- [Instructions for the task]: Repeat every entry in the listing below, exactly.

- [Data to use]:
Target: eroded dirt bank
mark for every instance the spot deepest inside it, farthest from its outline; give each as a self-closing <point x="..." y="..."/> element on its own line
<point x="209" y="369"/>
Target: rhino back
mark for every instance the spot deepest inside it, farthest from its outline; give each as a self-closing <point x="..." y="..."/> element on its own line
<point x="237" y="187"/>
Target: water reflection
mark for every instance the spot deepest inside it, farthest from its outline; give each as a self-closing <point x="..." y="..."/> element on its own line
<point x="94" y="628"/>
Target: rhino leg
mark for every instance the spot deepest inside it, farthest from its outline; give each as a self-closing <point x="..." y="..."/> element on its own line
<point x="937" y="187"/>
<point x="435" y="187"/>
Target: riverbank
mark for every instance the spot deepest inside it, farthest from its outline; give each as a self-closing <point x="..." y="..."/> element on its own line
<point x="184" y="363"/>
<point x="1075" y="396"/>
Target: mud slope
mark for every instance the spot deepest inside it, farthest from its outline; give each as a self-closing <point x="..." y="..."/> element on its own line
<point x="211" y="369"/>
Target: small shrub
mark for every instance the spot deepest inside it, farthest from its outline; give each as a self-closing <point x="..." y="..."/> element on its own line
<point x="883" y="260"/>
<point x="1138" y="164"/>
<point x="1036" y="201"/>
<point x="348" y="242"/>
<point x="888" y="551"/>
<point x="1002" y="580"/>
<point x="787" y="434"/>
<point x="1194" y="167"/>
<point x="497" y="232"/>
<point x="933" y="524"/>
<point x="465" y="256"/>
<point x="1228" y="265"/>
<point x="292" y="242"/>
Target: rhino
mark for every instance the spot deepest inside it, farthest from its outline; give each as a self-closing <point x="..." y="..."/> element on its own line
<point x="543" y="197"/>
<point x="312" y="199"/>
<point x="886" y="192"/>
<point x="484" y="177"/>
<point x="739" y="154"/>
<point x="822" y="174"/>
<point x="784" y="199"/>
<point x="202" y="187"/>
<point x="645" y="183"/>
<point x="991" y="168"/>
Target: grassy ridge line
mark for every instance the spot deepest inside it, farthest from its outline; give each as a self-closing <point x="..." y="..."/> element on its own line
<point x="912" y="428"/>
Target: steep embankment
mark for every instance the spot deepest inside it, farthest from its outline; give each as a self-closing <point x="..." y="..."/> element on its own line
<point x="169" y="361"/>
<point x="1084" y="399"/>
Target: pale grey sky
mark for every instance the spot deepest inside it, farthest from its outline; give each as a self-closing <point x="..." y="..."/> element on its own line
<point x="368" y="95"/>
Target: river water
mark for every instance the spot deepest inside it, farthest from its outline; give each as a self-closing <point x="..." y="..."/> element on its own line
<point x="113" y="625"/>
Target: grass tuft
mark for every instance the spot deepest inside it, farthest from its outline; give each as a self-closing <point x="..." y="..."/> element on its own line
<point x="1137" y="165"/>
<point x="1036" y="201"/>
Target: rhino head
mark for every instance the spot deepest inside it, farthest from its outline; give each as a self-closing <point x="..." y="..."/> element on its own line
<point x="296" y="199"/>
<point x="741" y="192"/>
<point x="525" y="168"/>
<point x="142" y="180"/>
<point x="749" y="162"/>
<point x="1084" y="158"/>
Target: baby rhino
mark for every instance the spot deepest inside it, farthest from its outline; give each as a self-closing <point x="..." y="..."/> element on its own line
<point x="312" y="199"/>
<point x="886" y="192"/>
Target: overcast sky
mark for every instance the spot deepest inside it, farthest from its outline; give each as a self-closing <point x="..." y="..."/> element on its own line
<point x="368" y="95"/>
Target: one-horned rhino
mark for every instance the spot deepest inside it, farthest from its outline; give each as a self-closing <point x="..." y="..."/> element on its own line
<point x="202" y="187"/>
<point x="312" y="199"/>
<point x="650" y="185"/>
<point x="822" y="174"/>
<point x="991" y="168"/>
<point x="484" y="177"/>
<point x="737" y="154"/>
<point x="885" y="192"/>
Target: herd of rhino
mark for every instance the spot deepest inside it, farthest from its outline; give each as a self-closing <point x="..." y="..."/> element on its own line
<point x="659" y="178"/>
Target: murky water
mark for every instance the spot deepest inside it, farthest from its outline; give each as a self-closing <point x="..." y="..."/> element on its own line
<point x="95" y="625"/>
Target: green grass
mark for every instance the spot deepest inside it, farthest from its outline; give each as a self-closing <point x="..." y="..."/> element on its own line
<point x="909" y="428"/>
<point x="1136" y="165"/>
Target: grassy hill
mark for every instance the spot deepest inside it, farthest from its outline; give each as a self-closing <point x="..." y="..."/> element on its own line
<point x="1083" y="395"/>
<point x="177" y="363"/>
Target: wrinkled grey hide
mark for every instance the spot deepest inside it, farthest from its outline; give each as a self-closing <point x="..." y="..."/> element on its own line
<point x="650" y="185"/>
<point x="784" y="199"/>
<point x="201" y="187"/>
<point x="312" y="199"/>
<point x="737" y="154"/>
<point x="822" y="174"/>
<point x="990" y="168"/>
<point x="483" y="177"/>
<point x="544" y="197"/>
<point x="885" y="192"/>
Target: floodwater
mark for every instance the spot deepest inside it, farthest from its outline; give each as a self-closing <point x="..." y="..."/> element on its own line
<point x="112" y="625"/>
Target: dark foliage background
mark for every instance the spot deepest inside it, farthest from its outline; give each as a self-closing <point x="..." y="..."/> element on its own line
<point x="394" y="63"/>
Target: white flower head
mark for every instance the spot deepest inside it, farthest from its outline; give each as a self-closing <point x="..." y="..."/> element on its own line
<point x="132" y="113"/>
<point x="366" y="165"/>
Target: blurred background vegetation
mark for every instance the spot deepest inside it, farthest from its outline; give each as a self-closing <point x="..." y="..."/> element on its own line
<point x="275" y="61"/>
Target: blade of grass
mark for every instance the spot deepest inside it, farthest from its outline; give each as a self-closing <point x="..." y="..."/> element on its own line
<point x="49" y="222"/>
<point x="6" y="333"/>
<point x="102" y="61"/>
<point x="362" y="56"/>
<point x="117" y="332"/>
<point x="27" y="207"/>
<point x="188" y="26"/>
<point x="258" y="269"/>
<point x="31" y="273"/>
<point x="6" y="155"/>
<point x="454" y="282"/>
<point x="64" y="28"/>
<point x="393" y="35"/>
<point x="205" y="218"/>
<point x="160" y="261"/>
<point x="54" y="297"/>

- [Answer for the task]:
Target: eroded dirt bank
mark for every instance the spot deepest inside it, farthest from its outline; give each as a self-closing <point x="..." y="..."/> element on its own line
<point x="209" y="369"/>
Target: rhino back
mark for every instance the spot deepest inside it, farthest from its outline; give each as a self-closing <point x="..." y="..."/> element on its own line
<point x="237" y="187"/>
Target: water reflection
mark for every instance the spot deepest inside it, farthest from its outline; give each as a self-closing <point x="..." y="..."/> element on its own line
<point x="94" y="628"/>
Target: rhino leg
mark for every instance the spot deepest inside it, farthest from its outline; give each as a self-closing <point x="..." y="..."/> element on its own line
<point x="937" y="187"/>
<point x="435" y="187"/>
Target: riverbank
mark for every instance the spot deepest inside it, farthest from its outline; give each as a self-closing <point x="..." y="..."/> element on its own line
<point x="184" y="363"/>
<point x="1075" y="396"/>
Target: mud slope
mark for every instance the spot deepest inside it, farthest from its outline; give each as a self-closing <point x="..." y="..."/> element on its own line
<point x="211" y="369"/>
Target: small shrub
mark for every instance the spot deepest inside it, farthest from its outline; give each as a self-closing <point x="..." y="..."/> element on its own line
<point x="883" y="260"/>
<point x="1138" y="164"/>
<point x="1036" y="201"/>
<point x="348" y="242"/>
<point x="888" y="551"/>
<point x="1002" y="580"/>
<point x="787" y="434"/>
<point x="1194" y="167"/>
<point x="497" y="232"/>
<point x="933" y="524"/>
<point x="465" y="256"/>
<point x="1228" y="265"/>
<point x="292" y="242"/>
Target: rhino
mark for every instance the spot deepest inside it, farthest from its outline; give each as a self-closing <point x="..." y="..."/> element on its own line
<point x="543" y="197"/>
<point x="312" y="199"/>
<point x="886" y="192"/>
<point x="484" y="177"/>
<point x="739" y="154"/>
<point x="822" y="174"/>
<point x="784" y="199"/>
<point x="202" y="187"/>
<point x="645" y="183"/>
<point x="991" y="168"/>
Target: grassy ridge line
mark for every instance the spot deepest inside it, farthest from its outline; give each as a self-closing <point x="..." y="..."/> element on its own line
<point x="912" y="428"/>
Target: steep embankment
mark for every instance the spot deepest inside it, farthest from its outline; give each as a self-closing <point x="..." y="..."/> element on its own line
<point x="169" y="361"/>
<point x="1084" y="399"/>
Target: pale grey sky
mark for every instance the spot deepest inside it, farthest from its outline; give each as a self-closing <point x="..." y="..."/> element on its own line
<point x="368" y="95"/>
Target: river water
mark for every instance the spot deepest inside it, farthest from its outline; give each as a self-closing <point x="..." y="..."/> element on its own line
<point x="113" y="625"/>
Target: grass tuft
mark for every instance the spot deepest inside it, farthest from its outline; give each as a self-closing <point x="..." y="..."/> element on its own line
<point x="1137" y="165"/>
<point x="1036" y="201"/>
Target: rhino head
mark for every instance the spot deepest inside it, farthest from its outline; give each as a self-closing <point x="..." y="..."/> element on its own line
<point x="296" y="199"/>
<point x="741" y="192"/>
<point x="525" y="168"/>
<point x="142" y="180"/>
<point x="749" y="162"/>
<point x="1084" y="158"/>
Target: baby rhino
mark for every instance the spot deepest inside it, farthest from its outline; give each as a self-closing <point x="..." y="..."/> element on its own line
<point x="312" y="199"/>
<point x="886" y="192"/>
Target: overcast sky
mark for every instance the spot deepest inside it, farthest from its outline; give each as a self-closing <point x="..." y="..."/> element on its own line
<point x="368" y="95"/>
Target: one-horned rhino
mark for every instance the spot deepest inside it, farthest from its outline; give each as a self-closing <point x="..." y="..."/> element on its own line
<point x="202" y="187"/>
<point x="312" y="199"/>
<point x="650" y="185"/>
<point x="822" y="174"/>
<point x="991" y="168"/>
<point x="484" y="177"/>
<point x="737" y="154"/>
<point x="885" y="192"/>
Target: herd of rhino
mark for every instance the spot deepest inside it, farthest from its outline; give each as a self-closing <point x="..." y="..."/> element on its own line
<point x="659" y="178"/>
Target: murky water
mark for every instance the spot deepest inside it, farthest from its outline; give each as a self-closing <point x="..." y="..."/> element on its own line
<point x="95" y="625"/>
Target: green grass
mark for every instance the spot deepest inside it, farthest from its outline; give each as a self-closing <point x="..." y="..."/> element on its own line
<point x="909" y="428"/>
<point x="1136" y="165"/>
Target: grassy hill
mark for every instance the spot deepest inside it, farthest from its outline; give each as a self-closing <point x="..." y="..."/> element on its own line
<point x="1083" y="395"/>
<point x="177" y="363"/>
Target: wrinkled grey hide
mark for every instance the spot deepest inside it, farthest from its outline; give each as a self-closing <point x="..." y="..."/> element on its own line
<point x="650" y="185"/>
<point x="784" y="199"/>
<point x="201" y="187"/>
<point x="312" y="199"/>
<point x="737" y="154"/>
<point x="822" y="174"/>
<point x="990" y="168"/>
<point x="483" y="177"/>
<point x="544" y="197"/>
<point x="885" y="192"/>
Target: floodwater
mark for every instance the spot deepest inside it, farthest from its outline; give each as a self-closing <point x="..." y="..."/> element on its own line
<point x="112" y="625"/>
Target: dark foliage background
mark for every instance the spot deepest inside it, farthest from its outline; give each as a self-closing <point x="..." y="..."/> element on its own line
<point x="394" y="63"/>
Target: white flower head
mark for every instance the spot deepest inside it, farthest from its outline; give each as a self-closing <point x="..." y="..."/> element on its own line
<point x="132" y="113"/>
<point x="366" y="165"/>
Target: blurred background vegetation
mark for every instance the spot deepest inside it, farthest from its outline; give each as a self-closing <point x="..." y="..."/> element on its own line
<point x="275" y="61"/>
Target: blade of grass
mark for every instance the spot deepest inside it, farthest from its outline; give each as a self-closing <point x="..." y="..."/> element on its own line
<point x="49" y="222"/>
<point x="6" y="333"/>
<point x="102" y="61"/>
<point x="362" y="56"/>
<point x="117" y="332"/>
<point x="27" y="207"/>
<point x="188" y="26"/>
<point x="258" y="269"/>
<point x="31" y="273"/>
<point x="6" y="155"/>
<point x="454" y="282"/>
<point x="64" y="28"/>
<point x="393" y="35"/>
<point x="205" y="218"/>
<point x="160" y="261"/>
<point x="54" y="297"/>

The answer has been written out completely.